(Region pointing data)
————

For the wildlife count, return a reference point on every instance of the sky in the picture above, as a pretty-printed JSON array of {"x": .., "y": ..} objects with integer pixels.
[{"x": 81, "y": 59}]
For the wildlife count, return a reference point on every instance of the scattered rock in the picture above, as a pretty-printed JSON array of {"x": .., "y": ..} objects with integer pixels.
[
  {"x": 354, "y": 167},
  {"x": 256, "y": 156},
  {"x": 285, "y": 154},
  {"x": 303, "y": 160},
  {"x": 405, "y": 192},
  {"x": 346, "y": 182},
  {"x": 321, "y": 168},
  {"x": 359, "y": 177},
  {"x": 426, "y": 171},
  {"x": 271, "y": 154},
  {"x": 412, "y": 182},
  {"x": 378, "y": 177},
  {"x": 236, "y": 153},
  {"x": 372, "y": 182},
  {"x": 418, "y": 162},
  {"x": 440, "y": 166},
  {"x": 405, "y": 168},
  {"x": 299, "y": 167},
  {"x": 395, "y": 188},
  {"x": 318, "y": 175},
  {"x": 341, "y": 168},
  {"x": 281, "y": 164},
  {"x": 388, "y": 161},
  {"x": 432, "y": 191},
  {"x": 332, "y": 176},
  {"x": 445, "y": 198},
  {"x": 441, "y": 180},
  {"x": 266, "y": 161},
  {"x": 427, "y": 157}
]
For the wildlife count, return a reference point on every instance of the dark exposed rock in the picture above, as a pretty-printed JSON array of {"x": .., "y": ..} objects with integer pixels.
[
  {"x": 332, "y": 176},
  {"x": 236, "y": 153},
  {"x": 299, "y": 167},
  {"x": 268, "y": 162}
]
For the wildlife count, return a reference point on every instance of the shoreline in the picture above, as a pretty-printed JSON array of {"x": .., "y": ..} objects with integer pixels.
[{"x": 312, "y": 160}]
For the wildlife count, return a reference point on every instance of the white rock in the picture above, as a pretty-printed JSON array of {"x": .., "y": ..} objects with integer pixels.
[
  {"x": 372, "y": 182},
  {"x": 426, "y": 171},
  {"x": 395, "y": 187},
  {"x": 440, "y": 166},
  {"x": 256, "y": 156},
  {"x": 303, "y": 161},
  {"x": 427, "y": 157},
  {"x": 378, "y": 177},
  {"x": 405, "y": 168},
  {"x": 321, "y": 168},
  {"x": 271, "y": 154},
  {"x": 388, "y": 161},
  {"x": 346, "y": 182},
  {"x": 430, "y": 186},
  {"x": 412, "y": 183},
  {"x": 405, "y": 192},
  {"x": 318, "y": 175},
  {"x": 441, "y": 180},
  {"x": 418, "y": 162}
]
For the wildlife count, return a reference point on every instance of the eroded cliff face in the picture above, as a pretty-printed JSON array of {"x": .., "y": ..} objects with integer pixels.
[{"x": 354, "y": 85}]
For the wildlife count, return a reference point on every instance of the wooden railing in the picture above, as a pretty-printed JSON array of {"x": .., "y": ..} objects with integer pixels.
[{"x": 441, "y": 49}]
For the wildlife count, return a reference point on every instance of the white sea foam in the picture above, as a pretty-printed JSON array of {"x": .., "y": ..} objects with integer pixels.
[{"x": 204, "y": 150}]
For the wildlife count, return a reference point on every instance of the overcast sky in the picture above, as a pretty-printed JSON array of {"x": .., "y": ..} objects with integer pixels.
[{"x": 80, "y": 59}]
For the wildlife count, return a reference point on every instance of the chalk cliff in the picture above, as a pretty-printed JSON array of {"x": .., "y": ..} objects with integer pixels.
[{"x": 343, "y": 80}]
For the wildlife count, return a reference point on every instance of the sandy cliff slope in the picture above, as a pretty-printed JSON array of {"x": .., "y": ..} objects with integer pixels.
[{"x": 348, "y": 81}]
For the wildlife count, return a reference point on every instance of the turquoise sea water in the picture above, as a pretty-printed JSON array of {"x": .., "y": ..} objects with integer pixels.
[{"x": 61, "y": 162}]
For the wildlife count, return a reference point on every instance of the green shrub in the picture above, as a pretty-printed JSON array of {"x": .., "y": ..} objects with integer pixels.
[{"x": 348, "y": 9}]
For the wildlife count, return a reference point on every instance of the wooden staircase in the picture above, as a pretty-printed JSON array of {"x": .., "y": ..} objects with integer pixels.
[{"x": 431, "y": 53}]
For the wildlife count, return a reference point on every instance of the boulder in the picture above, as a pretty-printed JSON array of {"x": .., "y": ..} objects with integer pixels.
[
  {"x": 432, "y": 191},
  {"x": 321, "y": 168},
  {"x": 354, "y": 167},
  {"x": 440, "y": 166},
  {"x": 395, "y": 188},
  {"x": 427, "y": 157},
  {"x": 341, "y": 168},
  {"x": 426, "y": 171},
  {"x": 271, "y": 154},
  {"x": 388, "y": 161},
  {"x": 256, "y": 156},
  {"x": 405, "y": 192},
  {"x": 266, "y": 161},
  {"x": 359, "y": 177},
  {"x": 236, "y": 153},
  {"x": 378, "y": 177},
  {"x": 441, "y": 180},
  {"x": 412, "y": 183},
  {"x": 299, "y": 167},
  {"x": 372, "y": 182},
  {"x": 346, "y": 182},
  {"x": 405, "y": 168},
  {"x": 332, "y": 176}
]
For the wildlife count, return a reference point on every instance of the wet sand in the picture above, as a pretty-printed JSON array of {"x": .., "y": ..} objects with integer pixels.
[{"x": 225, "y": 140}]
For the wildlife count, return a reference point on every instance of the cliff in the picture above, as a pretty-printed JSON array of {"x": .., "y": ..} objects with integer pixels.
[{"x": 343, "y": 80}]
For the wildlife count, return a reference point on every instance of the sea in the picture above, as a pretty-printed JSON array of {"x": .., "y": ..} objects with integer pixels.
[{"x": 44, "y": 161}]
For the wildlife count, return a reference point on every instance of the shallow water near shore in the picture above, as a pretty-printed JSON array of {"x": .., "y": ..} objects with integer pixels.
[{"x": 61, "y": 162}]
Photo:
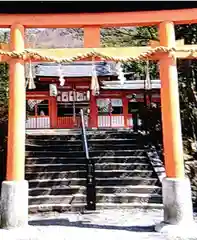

————

▸ What is required:
Give the records again exactly, without pictures.

▸ Result for this exercise:
For the wildlife count, return a reference point on every instance of the sky in the picture above, as a pretty-printed JSON array of {"x": .., "y": ..} objects with integer pixels.
[{"x": 81, "y": 59}]
For the wildlife count, return a reference point on every instance of the scattered rock in the picture above, as a pretty-printed JSON array of {"x": .., "y": ..} objects with integer pixels.
[
  {"x": 354, "y": 167},
  {"x": 256, "y": 156},
  {"x": 285, "y": 154},
  {"x": 303, "y": 160},
  {"x": 405, "y": 192},
  {"x": 346, "y": 182},
  {"x": 321, "y": 168},
  {"x": 359, "y": 177},
  {"x": 426, "y": 171},
  {"x": 271, "y": 154},
  {"x": 412, "y": 182},
  {"x": 378, "y": 177},
  {"x": 236, "y": 153},
  {"x": 372, "y": 182},
  {"x": 418, "y": 162},
  {"x": 440, "y": 166},
  {"x": 405, "y": 168},
  {"x": 299, "y": 167},
  {"x": 395, "y": 188},
  {"x": 318, "y": 175},
  {"x": 341, "y": 168},
  {"x": 281, "y": 164},
  {"x": 388, "y": 161},
  {"x": 432, "y": 191},
  {"x": 332, "y": 176},
  {"x": 445, "y": 198},
  {"x": 441, "y": 180},
  {"x": 266, "y": 161},
  {"x": 427, "y": 157}
]
For the wildlife count, return a reference point on every instance of the dark exposed rock in the picture above, as a pretty-printed JSON array of {"x": .., "y": ..} objects with integer pixels.
[
  {"x": 332, "y": 176},
  {"x": 236, "y": 153},
  {"x": 299, "y": 167},
  {"x": 268, "y": 162}
]
For the wildlife count, return a reference point on every instance of the shoreline in the picture above, as a pretty-printed JSON array of {"x": .., "y": ..} objects with integer pixels.
[{"x": 312, "y": 160}]
For the wildlife count, return a reference point on every instance of the white rock in the picture above, as a pretty-printed JSON array of {"x": .., "y": ..} objects with integer pixels.
[
  {"x": 372, "y": 182},
  {"x": 426, "y": 171},
  {"x": 395, "y": 187},
  {"x": 440, "y": 166},
  {"x": 256, "y": 156},
  {"x": 303, "y": 161},
  {"x": 427, "y": 157},
  {"x": 378, "y": 177},
  {"x": 405, "y": 168},
  {"x": 321, "y": 168},
  {"x": 271, "y": 154},
  {"x": 388, "y": 161},
  {"x": 346, "y": 182},
  {"x": 430, "y": 186},
  {"x": 412, "y": 183},
  {"x": 405, "y": 192},
  {"x": 318, "y": 175},
  {"x": 441, "y": 180},
  {"x": 418, "y": 162}
]
For the wildlife count, return a reference point on every instance of the eroded cliff face in the picture above, as a pretty-printed JSON array of {"x": .., "y": ..} objects with integer pixels.
[{"x": 354, "y": 85}]
For the wildlife count, return a reference point on every instance of the wooden railing in the picture above, as a pretty-printed JSON array of {"x": .., "y": ..} objects with integer pixels.
[{"x": 441, "y": 49}]
For the wildlife count, return a reference point on every instance of the white sea foam in the picture above, as a pretty-printed JSON array of {"x": .., "y": ..} objects with integer pixels.
[{"x": 204, "y": 150}]
For the wildlife count, return a reference point on every instance of the overcast sky in the picture above, as a pretty-printed JSON array of {"x": .., "y": ..} objects with integer pixels.
[{"x": 80, "y": 59}]
For the wildlife count, return a reference point on every instance of the chalk cliff in the picture above, as a pretty-printed JSON array of {"x": .., "y": ..} objects with integer pixels.
[{"x": 343, "y": 80}]
For the wildlife count, return a reference point on every instance of the sandy cliff slope in the picture above, as a pretty-printed JSON array of {"x": .., "y": ..} objects with integer pixels.
[{"x": 348, "y": 81}]
For the wildlife count, return a reference point on every instance of the turquoise sea water in the picture above, as a pretty-printed JSON array of {"x": .., "y": ..} objects with integer pixels.
[{"x": 61, "y": 162}]
For the wildlife count, return a reference point on every instance of the green shrub in the picture above, as a pretty-printed JSON array of {"x": .., "y": ..} objects with integer pixels.
[{"x": 348, "y": 9}]
For the wildlife count, return a reference point on every instance of the wooden staircase in the picture above, as a pretty-printed JSON array of {"x": .., "y": ..} objects with integer pixels.
[{"x": 431, "y": 53}]
For the wildlife count, return a reference point on every instance of the boulder in the picture above, as a pretty-printed JSON array of {"x": .., "y": ..} objects with integer pixels.
[
  {"x": 432, "y": 191},
  {"x": 321, "y": 168},
  {"x": 354, "y": 167},
  {"x": 440, "y": 166},
  {"x": 395, "y": 188},
  {"x": 427, "y": 157},
  {"x": 341, "y": 168},
  {"x": 426, "y": 171},
  {"x": 271, "y": 154},
  {"x": 388, "y": 161},
  {"x": 256, "y": 156},
  {"x": 405, "y": 192},
  {"x": 266, "y": 161},
  {"x": 359, "y": 177},
  {"x": 236, "y": 153},
  {"x": 378, "y": 177},
  {"x": 441, "y": 180},
  {"x": 412, "y": 183},
  {"x": 299, "y": 167},
  {"x": 372, "y": 182},
  {"x": 346, "y": 182},
  {"x": 405, "y": 168},
  {"x": 332, "y": 176}
]
For the wildlife count, return a reference point on every instance of the wet sand in the picture above, as a pretty-printed JSON array of {"x": .., "y": ..} objects with integer pixels.
[{"x": 225, "y": 140}]
For the wildlife count, return a reference point on every instance of the cliff in the picture above, as a pretty-printed JSON array of {"x": .., "y": ..} objects with integer pixels.
[{"x": 343, "y": 80}]
For the wildlife count, return a reference point on every instance of the sea in the picture above, as a pretty-printed JSON array of {"x": .., "y": ..} objects with integer pixels.
[{"x": 44, "y": 161}]
For the wildlife count, return a reference point on every instance of the shallow water near shore in the picture above, as a pretty-printed JSON array of {"x": .., "y": ..} objects with integer pixels.
[{"x": 61, "y": 162}]
Photo:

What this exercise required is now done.